Goal of the exercise :: Could you pull every line of text out of the data below, word for word and in order, with the pictures left out?

Material for this task ::
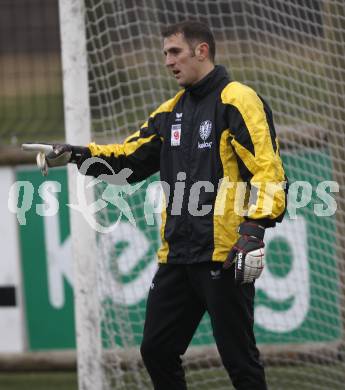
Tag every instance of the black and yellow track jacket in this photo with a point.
(218, 134)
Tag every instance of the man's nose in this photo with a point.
(169, 61)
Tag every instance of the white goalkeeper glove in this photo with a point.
(54, 155)
(248, 253)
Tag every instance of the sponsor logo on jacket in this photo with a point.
(175, 135)
(204, 132)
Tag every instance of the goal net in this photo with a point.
(292, 53)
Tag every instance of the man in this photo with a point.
(219, 133)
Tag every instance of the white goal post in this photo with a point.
(292, 53)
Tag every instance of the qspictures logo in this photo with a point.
(116, 191)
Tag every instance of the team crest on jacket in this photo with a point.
(205, 131)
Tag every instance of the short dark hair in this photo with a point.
(193, 31)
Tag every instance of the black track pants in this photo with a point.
(178, 298)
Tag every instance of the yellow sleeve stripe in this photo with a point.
(251, 108)
(266, 165)
(125, 149)
(131, 144)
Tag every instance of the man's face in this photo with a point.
(181, 61)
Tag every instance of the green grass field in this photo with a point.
(308, 377)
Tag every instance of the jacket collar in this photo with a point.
(209, 82)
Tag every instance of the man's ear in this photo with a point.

Output below ::
Tag every instance of the black and yellow track jacket in this photo with a point.
(218, 134)
Tag every instance of the man's nose in this photo with a point.
(169, 61)
Tag every instance of the white goalkeeper glove in this photo with a point.
(54, 155)
(248, 253)
Tag every instance of the sponsor logo on jacket in this photo with a point.
(175, 135)
(204, 132)
Tag every instance of the goal net in this photo with a point.
(292, 53)
Tag every instance of the man in this photo with a point.
(219, 133)
Tag every instance of the white goal post in this photo with a point.
(292, 53)
Tag every instance of the qspictures logo in this photo with a point.
(116, 191)
Tag every instance of the team crest on jacket in this photo with a point.
(205, 131)
Tag every instance of the short dark hair in this photo with a point.
(193, 31)
Tag every instance of the black track pants in this photo with a point.
(178, 298)
Tag every instance of the yellow sleeve stripe in this photo with a point.
(251, 108)
(266, 165)
(125, 149)
(131, 144)
Tag every instance of the man's face in this photo with a point.
(181, 61)
Tag every instance of the green grass field in this photo with a point.
(308, 377)
Tag every instance of the jacket collar in this photo with a point.
(209, 82)
Tag every instance of the man's ear in this photo with a point.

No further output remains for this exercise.